Exercise prompt:
Starting with the line that contains "For every instance of the window", reproduce each line through the end of the listing below, with no other output.

Begin Listed entries

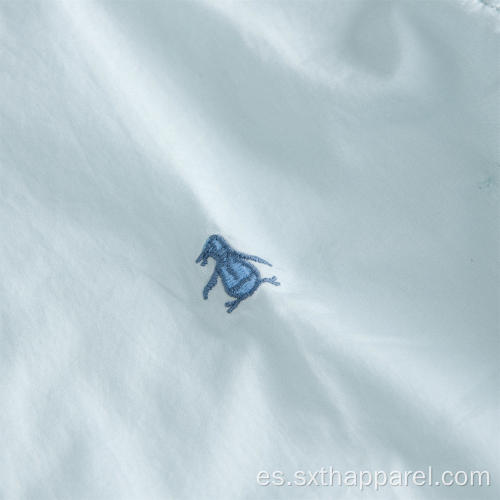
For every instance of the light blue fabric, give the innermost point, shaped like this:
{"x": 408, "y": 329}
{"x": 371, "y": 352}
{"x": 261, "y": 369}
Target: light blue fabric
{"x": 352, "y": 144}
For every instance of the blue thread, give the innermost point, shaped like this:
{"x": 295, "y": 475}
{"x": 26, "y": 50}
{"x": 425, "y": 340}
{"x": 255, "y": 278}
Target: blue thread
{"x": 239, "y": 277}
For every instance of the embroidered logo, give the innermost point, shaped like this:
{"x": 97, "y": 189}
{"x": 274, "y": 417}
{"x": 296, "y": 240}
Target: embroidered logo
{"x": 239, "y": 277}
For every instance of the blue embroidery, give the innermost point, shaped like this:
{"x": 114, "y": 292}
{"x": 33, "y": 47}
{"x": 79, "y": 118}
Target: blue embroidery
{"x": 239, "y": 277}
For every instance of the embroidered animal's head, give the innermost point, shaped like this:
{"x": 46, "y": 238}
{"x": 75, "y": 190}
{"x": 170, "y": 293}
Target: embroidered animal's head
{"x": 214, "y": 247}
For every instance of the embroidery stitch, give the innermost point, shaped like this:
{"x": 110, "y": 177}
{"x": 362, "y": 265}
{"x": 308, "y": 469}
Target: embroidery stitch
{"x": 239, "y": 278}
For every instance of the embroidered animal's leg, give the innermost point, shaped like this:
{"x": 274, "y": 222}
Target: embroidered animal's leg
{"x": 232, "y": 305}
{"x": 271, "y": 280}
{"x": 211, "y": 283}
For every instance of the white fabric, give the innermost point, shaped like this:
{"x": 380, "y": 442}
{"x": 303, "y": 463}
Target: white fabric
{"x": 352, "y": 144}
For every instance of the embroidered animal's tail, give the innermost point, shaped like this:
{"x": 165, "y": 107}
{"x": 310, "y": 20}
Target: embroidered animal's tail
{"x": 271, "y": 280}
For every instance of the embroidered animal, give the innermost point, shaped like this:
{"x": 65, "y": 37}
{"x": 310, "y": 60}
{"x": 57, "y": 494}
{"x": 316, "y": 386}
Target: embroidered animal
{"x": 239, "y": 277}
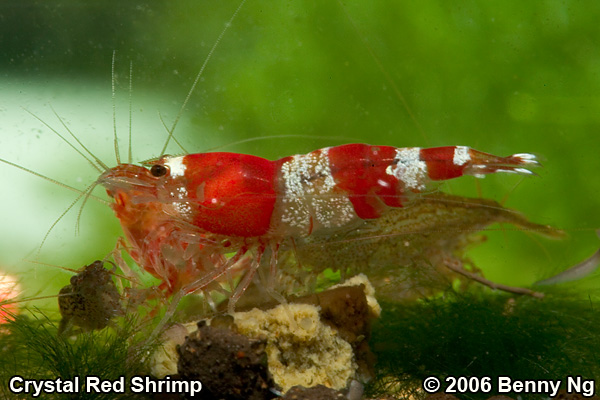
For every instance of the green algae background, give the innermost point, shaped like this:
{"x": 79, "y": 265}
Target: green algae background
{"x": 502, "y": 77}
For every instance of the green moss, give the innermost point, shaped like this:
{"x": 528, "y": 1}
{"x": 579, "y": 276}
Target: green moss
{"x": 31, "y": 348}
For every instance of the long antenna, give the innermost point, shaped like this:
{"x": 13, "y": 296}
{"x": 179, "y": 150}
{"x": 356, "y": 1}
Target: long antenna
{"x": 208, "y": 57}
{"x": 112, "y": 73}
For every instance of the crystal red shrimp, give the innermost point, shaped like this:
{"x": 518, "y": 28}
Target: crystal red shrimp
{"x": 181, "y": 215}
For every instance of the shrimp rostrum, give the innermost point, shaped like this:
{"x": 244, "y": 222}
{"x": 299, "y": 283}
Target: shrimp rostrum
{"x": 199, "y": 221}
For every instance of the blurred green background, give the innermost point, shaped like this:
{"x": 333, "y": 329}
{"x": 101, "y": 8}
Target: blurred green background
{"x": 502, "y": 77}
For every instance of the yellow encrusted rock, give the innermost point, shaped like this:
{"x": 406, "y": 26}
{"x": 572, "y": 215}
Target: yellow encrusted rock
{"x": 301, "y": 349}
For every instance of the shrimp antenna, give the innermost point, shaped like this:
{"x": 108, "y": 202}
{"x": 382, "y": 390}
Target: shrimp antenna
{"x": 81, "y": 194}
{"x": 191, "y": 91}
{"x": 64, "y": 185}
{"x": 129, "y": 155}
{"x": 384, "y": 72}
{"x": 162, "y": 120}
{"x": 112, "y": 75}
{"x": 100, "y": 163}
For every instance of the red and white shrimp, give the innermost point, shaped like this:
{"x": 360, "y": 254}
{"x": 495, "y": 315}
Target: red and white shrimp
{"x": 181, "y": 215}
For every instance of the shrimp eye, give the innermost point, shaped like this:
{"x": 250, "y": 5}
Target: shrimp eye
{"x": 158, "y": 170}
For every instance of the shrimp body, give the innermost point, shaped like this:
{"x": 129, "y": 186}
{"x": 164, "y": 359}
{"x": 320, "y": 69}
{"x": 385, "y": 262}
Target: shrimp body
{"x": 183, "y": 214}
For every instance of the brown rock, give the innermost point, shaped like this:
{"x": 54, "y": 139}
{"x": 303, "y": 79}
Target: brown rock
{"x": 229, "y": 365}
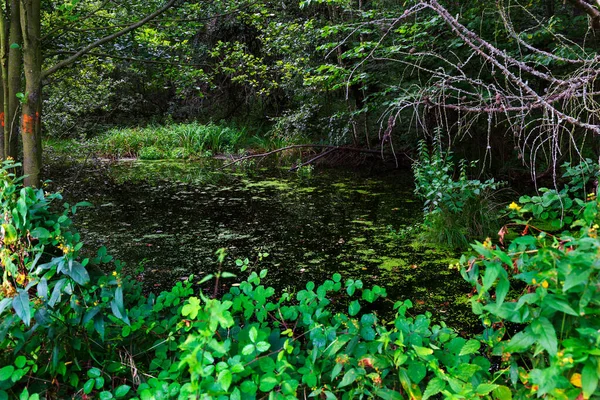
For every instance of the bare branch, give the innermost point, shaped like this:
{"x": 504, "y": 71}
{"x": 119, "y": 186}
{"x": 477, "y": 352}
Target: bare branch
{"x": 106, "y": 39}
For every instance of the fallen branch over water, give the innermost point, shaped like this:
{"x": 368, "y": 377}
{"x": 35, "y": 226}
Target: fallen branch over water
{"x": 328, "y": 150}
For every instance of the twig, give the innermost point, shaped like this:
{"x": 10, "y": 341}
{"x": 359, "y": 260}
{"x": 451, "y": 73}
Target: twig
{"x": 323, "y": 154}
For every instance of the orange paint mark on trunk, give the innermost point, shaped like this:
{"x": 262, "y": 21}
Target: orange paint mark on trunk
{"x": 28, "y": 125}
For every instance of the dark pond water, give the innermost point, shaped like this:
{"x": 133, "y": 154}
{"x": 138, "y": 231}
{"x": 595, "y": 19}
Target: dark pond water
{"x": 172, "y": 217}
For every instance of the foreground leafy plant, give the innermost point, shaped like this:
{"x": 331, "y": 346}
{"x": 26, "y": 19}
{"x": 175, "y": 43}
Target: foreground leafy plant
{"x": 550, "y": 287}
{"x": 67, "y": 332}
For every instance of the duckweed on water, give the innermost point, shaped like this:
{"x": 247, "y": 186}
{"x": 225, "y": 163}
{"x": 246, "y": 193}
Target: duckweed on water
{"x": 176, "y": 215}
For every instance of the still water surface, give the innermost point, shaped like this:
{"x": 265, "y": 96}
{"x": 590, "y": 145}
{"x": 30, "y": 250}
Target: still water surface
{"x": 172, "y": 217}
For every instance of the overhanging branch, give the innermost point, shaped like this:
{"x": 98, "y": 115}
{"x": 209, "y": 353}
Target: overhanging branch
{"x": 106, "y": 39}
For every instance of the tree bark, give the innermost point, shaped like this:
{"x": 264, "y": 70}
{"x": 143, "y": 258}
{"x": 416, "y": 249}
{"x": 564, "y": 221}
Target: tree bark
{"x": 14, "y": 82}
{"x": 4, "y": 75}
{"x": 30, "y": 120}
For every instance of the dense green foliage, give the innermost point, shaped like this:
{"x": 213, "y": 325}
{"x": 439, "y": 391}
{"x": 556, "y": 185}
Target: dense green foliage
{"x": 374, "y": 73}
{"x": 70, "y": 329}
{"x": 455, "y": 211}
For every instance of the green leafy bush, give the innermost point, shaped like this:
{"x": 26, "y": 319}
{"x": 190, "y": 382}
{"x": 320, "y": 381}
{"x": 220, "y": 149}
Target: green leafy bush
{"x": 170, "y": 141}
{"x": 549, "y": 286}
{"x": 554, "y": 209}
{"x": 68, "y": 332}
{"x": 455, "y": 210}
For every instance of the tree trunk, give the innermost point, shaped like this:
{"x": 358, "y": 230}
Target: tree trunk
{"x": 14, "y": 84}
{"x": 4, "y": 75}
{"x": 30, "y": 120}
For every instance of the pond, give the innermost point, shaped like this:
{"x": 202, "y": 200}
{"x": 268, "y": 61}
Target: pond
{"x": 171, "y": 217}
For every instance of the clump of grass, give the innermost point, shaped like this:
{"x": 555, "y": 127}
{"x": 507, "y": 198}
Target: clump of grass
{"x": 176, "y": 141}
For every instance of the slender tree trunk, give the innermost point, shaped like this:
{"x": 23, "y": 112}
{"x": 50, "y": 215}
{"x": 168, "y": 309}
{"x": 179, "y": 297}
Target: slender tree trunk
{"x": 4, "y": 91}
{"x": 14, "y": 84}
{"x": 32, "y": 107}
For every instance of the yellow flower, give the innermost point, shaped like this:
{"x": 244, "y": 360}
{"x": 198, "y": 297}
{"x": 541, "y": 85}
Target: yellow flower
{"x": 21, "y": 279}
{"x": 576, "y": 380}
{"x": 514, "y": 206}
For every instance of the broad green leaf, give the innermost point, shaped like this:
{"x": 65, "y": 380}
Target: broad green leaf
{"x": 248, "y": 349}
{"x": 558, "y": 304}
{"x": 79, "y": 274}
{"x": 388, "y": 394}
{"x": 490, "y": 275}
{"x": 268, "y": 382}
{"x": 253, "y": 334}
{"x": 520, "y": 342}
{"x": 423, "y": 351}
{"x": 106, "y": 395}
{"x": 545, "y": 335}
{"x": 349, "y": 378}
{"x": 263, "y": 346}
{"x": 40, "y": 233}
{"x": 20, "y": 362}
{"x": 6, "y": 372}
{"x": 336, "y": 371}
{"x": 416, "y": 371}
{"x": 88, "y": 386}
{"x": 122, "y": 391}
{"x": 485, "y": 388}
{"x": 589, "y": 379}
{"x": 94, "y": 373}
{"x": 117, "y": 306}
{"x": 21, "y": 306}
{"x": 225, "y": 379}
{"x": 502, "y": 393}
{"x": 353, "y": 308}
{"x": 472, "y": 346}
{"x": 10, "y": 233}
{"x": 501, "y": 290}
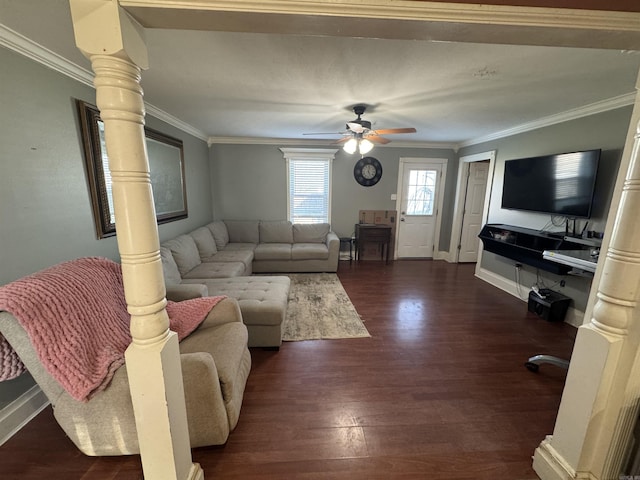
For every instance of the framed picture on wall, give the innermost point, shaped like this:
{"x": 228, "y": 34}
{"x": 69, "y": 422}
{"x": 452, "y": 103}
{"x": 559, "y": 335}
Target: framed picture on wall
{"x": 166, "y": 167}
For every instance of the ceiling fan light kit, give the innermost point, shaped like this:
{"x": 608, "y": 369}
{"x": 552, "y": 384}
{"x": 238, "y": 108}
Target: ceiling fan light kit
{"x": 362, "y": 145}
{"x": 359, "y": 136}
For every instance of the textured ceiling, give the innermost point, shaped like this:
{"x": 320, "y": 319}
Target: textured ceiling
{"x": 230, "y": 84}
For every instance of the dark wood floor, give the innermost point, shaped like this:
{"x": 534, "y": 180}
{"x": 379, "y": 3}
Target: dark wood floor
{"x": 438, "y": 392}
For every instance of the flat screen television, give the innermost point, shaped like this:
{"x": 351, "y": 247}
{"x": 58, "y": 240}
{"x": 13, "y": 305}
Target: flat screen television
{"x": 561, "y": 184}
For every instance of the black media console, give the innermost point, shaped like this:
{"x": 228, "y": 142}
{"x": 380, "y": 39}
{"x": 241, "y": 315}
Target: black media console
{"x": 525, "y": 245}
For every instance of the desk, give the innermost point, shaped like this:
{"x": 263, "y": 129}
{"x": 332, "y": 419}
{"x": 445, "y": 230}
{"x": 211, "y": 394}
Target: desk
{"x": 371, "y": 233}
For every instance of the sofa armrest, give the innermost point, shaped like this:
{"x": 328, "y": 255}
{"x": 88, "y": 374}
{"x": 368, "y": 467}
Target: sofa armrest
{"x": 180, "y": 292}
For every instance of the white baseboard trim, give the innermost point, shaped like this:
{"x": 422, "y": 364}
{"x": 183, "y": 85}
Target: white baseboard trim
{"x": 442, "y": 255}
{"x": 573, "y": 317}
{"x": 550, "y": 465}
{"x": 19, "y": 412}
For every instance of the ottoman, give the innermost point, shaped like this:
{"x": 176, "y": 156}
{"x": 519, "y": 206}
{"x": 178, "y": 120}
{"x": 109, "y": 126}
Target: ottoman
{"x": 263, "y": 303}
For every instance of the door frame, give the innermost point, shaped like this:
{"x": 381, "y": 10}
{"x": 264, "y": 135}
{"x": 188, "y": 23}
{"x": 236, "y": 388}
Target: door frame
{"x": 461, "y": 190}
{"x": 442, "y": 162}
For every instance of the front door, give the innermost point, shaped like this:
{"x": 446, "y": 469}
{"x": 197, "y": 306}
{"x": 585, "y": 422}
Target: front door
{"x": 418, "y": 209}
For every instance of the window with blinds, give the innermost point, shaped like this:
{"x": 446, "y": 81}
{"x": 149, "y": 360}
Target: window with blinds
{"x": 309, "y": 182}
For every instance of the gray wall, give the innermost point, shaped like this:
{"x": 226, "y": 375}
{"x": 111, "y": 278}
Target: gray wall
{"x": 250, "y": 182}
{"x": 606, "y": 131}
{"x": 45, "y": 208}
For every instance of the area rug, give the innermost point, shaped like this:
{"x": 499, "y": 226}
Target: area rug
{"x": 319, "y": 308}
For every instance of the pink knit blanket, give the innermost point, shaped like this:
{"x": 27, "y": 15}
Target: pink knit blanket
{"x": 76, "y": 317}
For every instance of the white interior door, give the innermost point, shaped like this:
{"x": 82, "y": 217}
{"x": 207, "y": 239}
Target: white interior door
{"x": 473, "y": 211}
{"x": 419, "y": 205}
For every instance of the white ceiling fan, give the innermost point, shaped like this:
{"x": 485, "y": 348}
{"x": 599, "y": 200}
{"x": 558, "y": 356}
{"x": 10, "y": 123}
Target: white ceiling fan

End Listed entries

Response for this exercise:
For every instance of the window with blinds, give the innermost point, shaped like this:
{"x": 446, "y": 81}
{"x": 149, "y": 360}
Target: window with blinds
{"x": 309, "y": 182}
For every instance of the gray wall, give the innermost point, shaped like this:
{"x": 226, "y": 375}
{"x": 111, "y": 278}
Target: gray wall
{"x": 250, "y": 182}
{"x": 606, "y": 131}
{"x": 45, "y": 208}
For every instance of the area rug, give the innermost point, shaped like this:
{"x": 499, "y": 226}
Target: area rug
{"x": 319, "y": 308}
For every instance of the pink knit blanket, give the innermost point, shaped like this:
{"x": 27, "y": 15}
Target: pink knit blanket
{"x": 76, "y": 317}
For every instance of the white interior door, give the innermost point, shaped like this:
{"x": 82, "y": 217}
{"x": 207, "y": 239}
Target: white interior door
{"x": 473, "y": 211}
{"x": 419, "y": 205}
For every instance of the white ceiling fan, give the innermost point, shaped like this:
{"x": 485, "y": 348}
{"x": 599, "y": 200}
{"x": 558, "y": 356}
{"x": 10, "y": 123}
Target: white ceiling fan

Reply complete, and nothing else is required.